- Written instruction 1
According to the biography of Sir Thomas Tipping, which college did he matriculate from?

━━━━━ Excerpt to read

- Born: 1614
- Died: 1 March 1693 (aged 78–79)
- Burial place: Wheatfield, Oxfordshire, England
- Children: 16, including Sir Thomas Tipping, 1st Baronet
- Relatives: Christopher Pigott (Maternal grandfather) William 'Eternity' Tipping (uncle) John Lisle (Brother-in-law)

= Thomas Tipping (knight) =

English civil war soldier

Sir Thomas Tipping (1614–1 March 1693) was a prominent Parliamentarian during the English Civil War.

==Family==
Sir Thomas was the eldest son of John Tipping of Wheatfield, Oxfordshire and his wife, Anne daughter of Sir Christopher Pigott of Doddershall in Buckinghamshire. He was baptised in Wheatfield parish church on 10 December 1615, but his father died when he was only four years old. In 1627, Tipping inherited the Wheatfield estate upon the death of his grandfather, Sir George Tipping. Four years later, he matriculated from Trinity College, Oxford at the age of fifteen. He married, in 1637, Elizabeth (1620–1698) youngest daughter and co-heiress of Sir White Beconshaw of Moyles Court at Ellingham, Hampshire, by whom he had five sons and eleven daughters, only eight of whom survived him.

━━━━━━━━━━

- Written instruction 2
Retype the listing from its first line up to and including the line with "(628, 1034)", leaving the pictures out.

━━━━━ The data

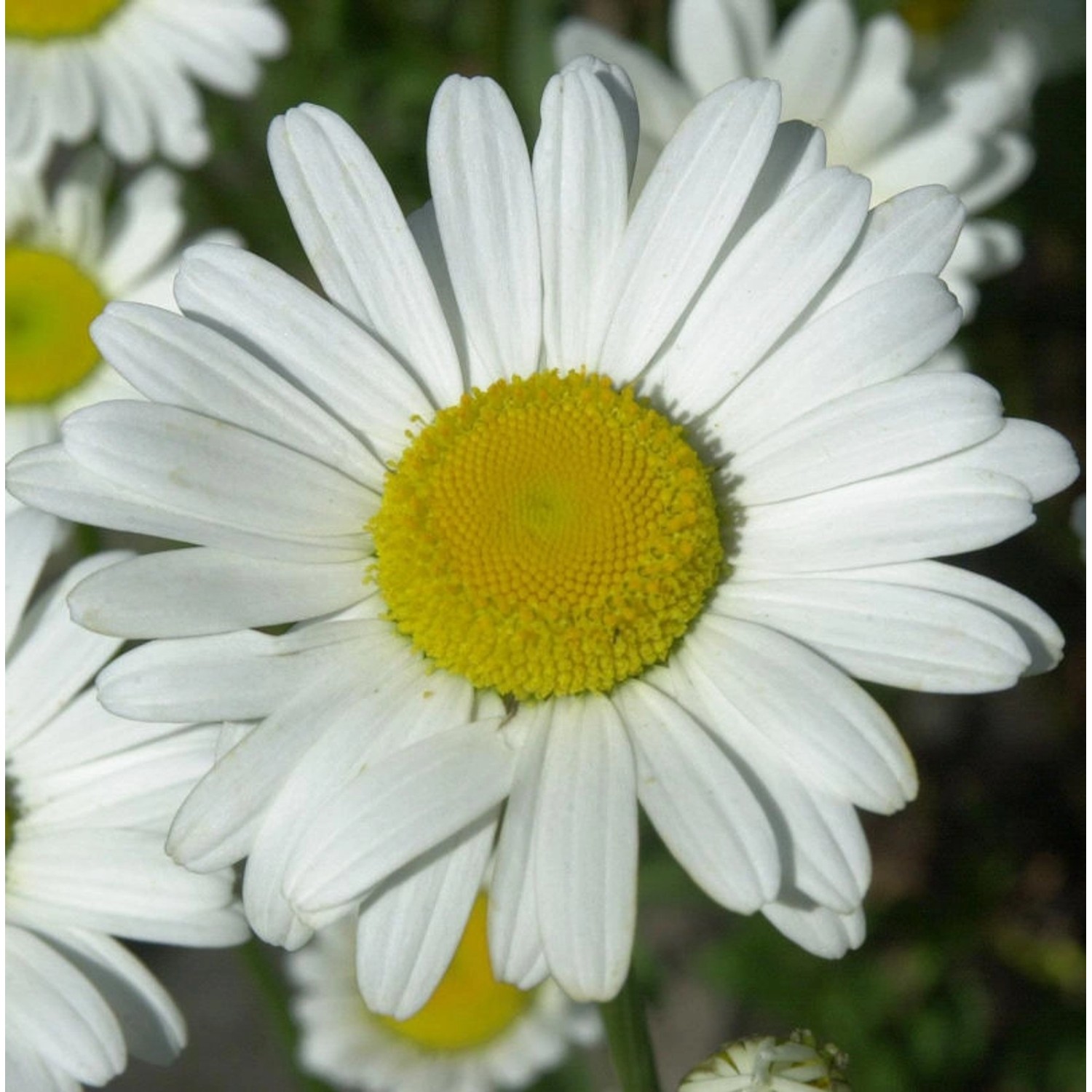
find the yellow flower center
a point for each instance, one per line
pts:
(50, 305)
(470, 1007)
(55, 19)
(932, 17)
(547, 537)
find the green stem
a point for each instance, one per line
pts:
(628, 1034)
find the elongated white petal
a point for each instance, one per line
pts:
(769, 696)
(485, 207)
(173, 360)
(1039, 633)
(880, 333)
(900, 636)
(358, 242)
(515, 939)
(760, 288)
(873, 432)
(401, 705)
(48, 478)
(395, 810)
(192, 592)
(408, 932)
(924, 511)
(817, 930)
(581, 185)
(55, 661)
(698, 802)
(585, 849)
(153, 1028)
(57, 1002)
(914, 232)
(119, 882)
(226, 677)
(355, 379)
(684, 215)
(218, 821)
(215, 471)
(1040, 459)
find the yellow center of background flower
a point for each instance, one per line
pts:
(54, 19)
(932, 17)
(50, 305)
(470, 1007)
(548, 537)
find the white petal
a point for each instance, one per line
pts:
(358, 242)
(395, 810)
(925, 511)
(581, 185)
(869, 432)
(515, 941)
(50, 1002)
(28, 537)
(215, 471)
(56, 660)
(762, 285)
(173, 360)
(408, 932)
(153, 1026)
(119, 882)
(585, 849)
(229, 677)
(485, 207)
(401, 705)
(1040, 635)
(698, 802)
(817, 930)
(770, 696)
(812, 57)
(192, 592)
(880, 333)
(685, 213)
(899, 636)
(1040, 459)
(708, 44)
(216, 823)
(48, 478)
(338, 364)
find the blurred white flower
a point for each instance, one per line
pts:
(89, 799)
(126, 71)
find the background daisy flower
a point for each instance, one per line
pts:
(474, 1034)
(127, 70)
(960, 131)
(66, 258)
(89, 797)
(609, 508)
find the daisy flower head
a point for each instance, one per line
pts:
(89, 797)
(576, 508)
(764, 1064)
(67, 253)
(960, 131)
(475, 1033)
(127, 70)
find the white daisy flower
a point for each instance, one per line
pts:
(604, 508)
(89, 799)
(127, 70)
(65, 259)
(473, 1035)
(854, 82)
(764, 1064)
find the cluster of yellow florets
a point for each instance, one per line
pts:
(548, 535)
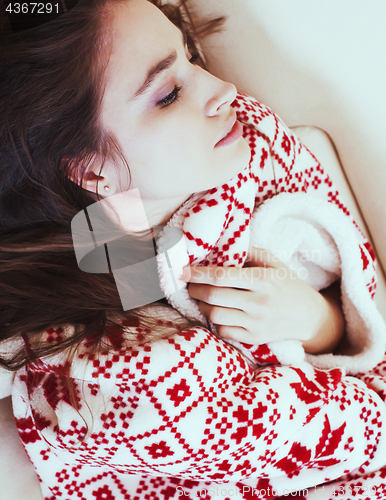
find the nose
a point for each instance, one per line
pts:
(222, 95)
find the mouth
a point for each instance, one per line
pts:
(233, 134)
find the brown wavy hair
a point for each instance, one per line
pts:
(51, 88)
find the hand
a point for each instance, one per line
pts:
(266, 302)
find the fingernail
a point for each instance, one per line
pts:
(186, 274)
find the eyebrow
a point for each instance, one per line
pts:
(159, 68)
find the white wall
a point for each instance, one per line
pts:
(319, 63)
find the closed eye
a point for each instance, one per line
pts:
(170, 98)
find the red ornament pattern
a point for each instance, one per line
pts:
(187, 417)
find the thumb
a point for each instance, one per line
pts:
(261, 257)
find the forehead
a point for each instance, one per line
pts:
(141, 36)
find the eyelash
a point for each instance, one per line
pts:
(175, 93)
(170, 98)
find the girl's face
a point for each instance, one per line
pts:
(167, 113)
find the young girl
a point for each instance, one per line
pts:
(143, 404)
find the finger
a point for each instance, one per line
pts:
(243, 335)
(223, 315)
(235, 333)
(223, 297)
(230, 277)
(262, 257)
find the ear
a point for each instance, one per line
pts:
(104, 183)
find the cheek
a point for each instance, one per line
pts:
(167, 144)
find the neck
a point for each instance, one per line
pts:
(159, 212)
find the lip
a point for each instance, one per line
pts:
(234, 133)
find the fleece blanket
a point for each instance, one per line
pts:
(312, 237)
(187, 416)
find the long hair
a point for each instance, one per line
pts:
(51, 88)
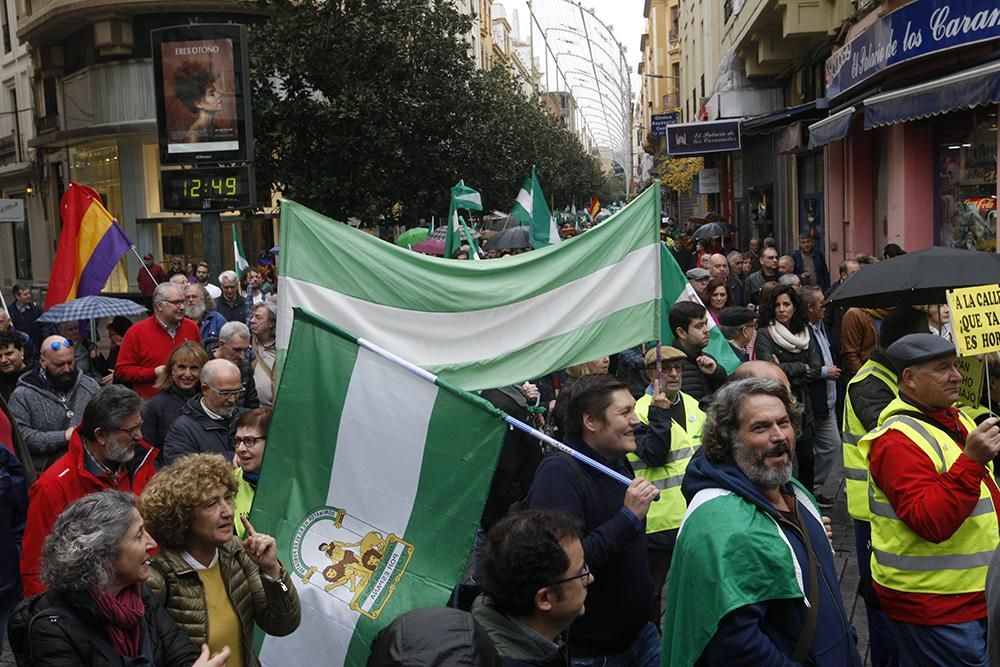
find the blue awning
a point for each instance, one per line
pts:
(973, 87)
(832, 128)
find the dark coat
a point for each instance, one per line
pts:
(60, 639)
(620, 601)
(766, 633)
(194, 432)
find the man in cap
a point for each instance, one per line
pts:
(147, 282)
(739, 325)
(669, 436)
(933, 503)
(698, 278)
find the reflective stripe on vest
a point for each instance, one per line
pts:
(856, 465)
(685, 439)
(904, 561)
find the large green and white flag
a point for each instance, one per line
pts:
(241, 258)
(530, 209)
(677, 288)
(373, 484)
(462, 196)
(480, 324)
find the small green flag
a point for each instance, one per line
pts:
(530, 209)
(241, 258)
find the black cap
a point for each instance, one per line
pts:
(735, 316)
(914, 349)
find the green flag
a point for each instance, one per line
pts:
(240, 257)
(480, 324)
(677, 288)
(530, 209)
(373, 509)
(462, 196)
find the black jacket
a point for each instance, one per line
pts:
(43, 633)
(194, 432)
(620, 601)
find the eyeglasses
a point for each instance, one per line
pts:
(248, 440)
(228, 393)
(585, 573)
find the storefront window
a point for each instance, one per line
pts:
(967, 179)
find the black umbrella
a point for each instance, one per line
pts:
(512, 237)
(711, 230)
(917, 278)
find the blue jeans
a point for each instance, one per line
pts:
(644, 652)
(881, 639)
(956, 645)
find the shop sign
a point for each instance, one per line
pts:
(11, 210)
(914, 30)
(660, 121)
(701, 138)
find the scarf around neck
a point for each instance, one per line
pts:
(788, 341)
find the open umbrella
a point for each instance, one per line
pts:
(711, 230)
(917, 278)
(512, 237)
(412, 237)
(91, 308)
(430, 247)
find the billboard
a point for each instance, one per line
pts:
(202, 94)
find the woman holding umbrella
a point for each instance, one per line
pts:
(783, 337)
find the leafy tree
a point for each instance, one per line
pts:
(363, 107)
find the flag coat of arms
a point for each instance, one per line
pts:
(373, 485)
(480, 324)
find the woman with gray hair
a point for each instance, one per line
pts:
(97, 611)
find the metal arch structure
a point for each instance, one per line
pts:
(589, 63)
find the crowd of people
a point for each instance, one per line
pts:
(134, 543)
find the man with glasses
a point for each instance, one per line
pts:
(233, 305)
(106, 451)
(48, 403)
(207, 423)
(147, 345)
(535, 581)
(233, 343)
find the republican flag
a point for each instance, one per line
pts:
(90, 245)
(595, 208)
(530, 209)
(374, 510)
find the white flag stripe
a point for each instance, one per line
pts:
(475, 335)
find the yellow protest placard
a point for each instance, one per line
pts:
(975, 319)
(972, 380)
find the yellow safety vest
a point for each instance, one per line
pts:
(901, 559)
(856, 464)
(685, 439)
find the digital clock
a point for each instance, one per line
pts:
(208, 189)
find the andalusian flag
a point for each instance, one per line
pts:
(465, 197)
(530, 209)
(677, 288)
(241, 258)
(594, 208)
(375, 478)
(480, 324)
(90, 245)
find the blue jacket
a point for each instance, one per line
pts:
(765, 634)
(620, 601)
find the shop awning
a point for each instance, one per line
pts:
(832, 128)
(979, 85)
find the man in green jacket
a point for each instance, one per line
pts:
(535, 584)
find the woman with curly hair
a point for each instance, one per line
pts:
(783, 337)
(215, 586)
(180, 382)
(97, 610)
(194, 85)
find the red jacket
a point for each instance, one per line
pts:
(146, 346)
(63, 482)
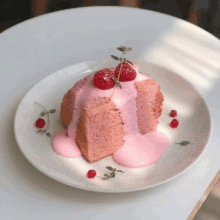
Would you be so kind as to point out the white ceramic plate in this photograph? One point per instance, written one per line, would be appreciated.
(193, 116)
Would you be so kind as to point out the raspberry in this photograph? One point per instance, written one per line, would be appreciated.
(127, 72)
(103, 79)
(173, 113)
(40, 123)
(91, 174)
(174, 123)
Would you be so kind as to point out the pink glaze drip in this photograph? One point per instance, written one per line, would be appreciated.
(138, 150)
(64, 145)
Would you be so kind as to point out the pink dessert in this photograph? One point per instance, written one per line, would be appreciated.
(113, 121)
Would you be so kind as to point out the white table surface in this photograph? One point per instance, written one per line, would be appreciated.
(38, 47)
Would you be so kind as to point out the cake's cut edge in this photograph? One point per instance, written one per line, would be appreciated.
(100, 129)
(149, 103)
(68, 103)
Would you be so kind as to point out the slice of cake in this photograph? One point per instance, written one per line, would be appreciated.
(104, 107)
(100, 129)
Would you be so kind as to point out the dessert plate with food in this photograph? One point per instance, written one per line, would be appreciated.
(113, 125)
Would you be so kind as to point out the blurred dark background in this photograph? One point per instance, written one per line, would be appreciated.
(199, 12)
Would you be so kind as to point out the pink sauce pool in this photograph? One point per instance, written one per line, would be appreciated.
(141, 150)
(64, 145)
(138, 150)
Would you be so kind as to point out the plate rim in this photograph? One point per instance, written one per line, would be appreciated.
(108, 190)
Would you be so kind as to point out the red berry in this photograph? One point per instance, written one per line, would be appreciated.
(174, 123)
(127, 72)
(40, 123)
(91, 174)
(173, 113)
(103, 79)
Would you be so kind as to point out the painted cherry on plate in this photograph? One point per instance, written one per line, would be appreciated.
(40, 123)
(174, 123)
(173, 113)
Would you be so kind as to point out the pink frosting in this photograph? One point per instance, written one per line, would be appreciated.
(138, 150)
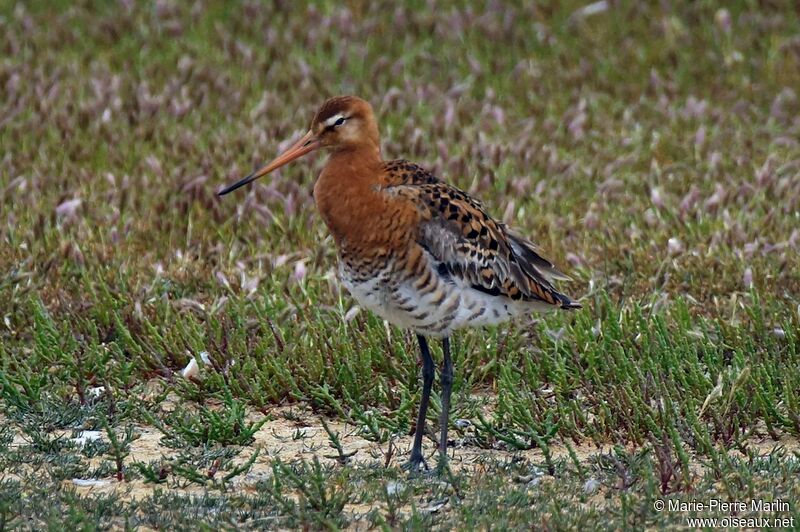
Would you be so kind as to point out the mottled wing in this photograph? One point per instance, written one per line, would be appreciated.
(470, 245)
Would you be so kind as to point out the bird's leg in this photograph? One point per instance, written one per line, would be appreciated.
(428, 371)
(446, 377)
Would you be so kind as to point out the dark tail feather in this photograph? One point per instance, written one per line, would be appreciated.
(568, 304)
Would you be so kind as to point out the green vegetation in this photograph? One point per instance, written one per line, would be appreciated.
(650, 148)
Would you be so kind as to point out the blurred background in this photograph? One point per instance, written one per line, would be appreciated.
(652, 150)
(650, 146)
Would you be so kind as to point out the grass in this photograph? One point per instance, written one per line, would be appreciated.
(649, 148)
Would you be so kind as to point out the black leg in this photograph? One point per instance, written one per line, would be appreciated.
(428, 371)
(446, 376)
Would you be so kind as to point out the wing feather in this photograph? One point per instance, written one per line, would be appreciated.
(468, 243)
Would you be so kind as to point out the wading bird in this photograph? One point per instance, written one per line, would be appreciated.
(418, 252)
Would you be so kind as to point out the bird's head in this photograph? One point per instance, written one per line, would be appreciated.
(342, 123)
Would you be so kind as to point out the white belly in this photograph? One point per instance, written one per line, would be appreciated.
(434, 310)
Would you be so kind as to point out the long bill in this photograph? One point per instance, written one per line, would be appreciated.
(303, 146)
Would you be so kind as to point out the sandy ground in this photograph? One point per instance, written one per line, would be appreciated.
(277, 439)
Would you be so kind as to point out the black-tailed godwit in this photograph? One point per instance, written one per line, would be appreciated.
(418, 252)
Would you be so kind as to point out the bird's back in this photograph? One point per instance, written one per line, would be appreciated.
(456, 267)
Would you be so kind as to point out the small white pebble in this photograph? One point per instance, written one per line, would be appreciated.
(87, 436)
(747, 278)
(96, 391)
(352, 313)
(394, 487)
(675, 246)
(191, 369)
(89, 482)
(463, 423)
(591, 486)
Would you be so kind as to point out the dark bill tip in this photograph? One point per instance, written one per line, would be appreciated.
(249, 179)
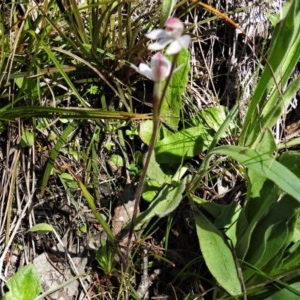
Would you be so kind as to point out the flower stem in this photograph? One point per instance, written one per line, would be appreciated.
(158, 97)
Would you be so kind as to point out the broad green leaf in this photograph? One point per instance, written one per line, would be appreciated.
(255, 210)
(217, 255)
(272, 236)
(184, 144)
(172, 105)
(265, 165)
(41, 228)
(23, 285)
(166, 201)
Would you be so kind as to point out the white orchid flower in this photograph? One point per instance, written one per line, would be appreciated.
(171, 35)
(160, 68)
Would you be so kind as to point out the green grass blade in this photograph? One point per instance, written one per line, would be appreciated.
(283, 56)
(265, 165)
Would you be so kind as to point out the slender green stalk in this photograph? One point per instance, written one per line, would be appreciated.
(158, 98)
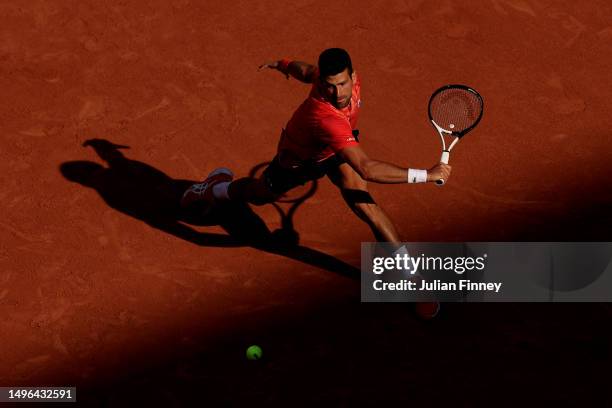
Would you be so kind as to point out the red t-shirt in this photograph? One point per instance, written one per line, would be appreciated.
(317, 130)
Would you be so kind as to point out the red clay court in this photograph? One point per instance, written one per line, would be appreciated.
(110, 109)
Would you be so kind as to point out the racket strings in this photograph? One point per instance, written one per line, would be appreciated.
(455, 109)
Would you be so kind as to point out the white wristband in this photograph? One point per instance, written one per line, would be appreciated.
(417, 176)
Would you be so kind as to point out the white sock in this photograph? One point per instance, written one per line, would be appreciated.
(220, 190)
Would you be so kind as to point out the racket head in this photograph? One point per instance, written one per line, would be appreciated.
(455, 108)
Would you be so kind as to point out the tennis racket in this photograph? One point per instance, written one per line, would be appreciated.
(454, 110)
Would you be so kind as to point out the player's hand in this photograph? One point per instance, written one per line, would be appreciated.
(439, 171)
(271, 65)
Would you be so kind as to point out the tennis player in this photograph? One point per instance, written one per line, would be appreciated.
(320, 139)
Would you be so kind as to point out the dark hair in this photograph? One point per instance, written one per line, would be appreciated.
(333, 61)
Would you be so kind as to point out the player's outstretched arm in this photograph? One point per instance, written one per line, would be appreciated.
(302, 71)
(387, 173)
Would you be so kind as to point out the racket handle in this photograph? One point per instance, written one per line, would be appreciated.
(445, 156)
(443, 159)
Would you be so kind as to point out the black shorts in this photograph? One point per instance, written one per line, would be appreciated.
(280, 180)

━━━━━━━━━━

- Expected answer 1
Trinity College, Oxford.

- Expected answer 2
find the yellow flower center
a point for each instance, one per line
pts:
(50, 305)
(470, 1007)
(55, 19)
(932, 17)
(547, 537)
find the green stem
a point for each instance, one per line
pts:
(628, 1034)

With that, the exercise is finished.